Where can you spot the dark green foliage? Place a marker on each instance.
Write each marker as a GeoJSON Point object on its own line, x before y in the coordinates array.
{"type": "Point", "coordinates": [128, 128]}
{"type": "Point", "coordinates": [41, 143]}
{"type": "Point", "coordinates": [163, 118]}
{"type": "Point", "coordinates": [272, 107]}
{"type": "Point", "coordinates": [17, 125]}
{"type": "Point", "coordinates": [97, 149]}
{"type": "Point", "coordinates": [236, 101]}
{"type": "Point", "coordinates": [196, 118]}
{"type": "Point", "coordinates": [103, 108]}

What you should do:
Set down each line of the data precisely as it appears above.

Exercise result:
Where can you spot the dark green foliage? Place a marker on each instance.
Write each marker as a GeoJSON Point object on its own line, x before y in the coordinates array.
{"type": "Point", "coordinates": [128, 128]}
{"type": "Point", "coordinates": [41, 143]}
{"type": "Point", "coordinates": [163, 118]}
{"type": "Point", "coordinates": [272, 107]}
{"type": "Point", "coordinates": [17, 125]}
{"type": "Point", "coordinates": [97, 149]}
{"type": "Point", "coordinates": [236, 101]}
{"type": "Point", "coordinates": [196, 118]}
{"type": "Point", "coordinates": [103, 108]}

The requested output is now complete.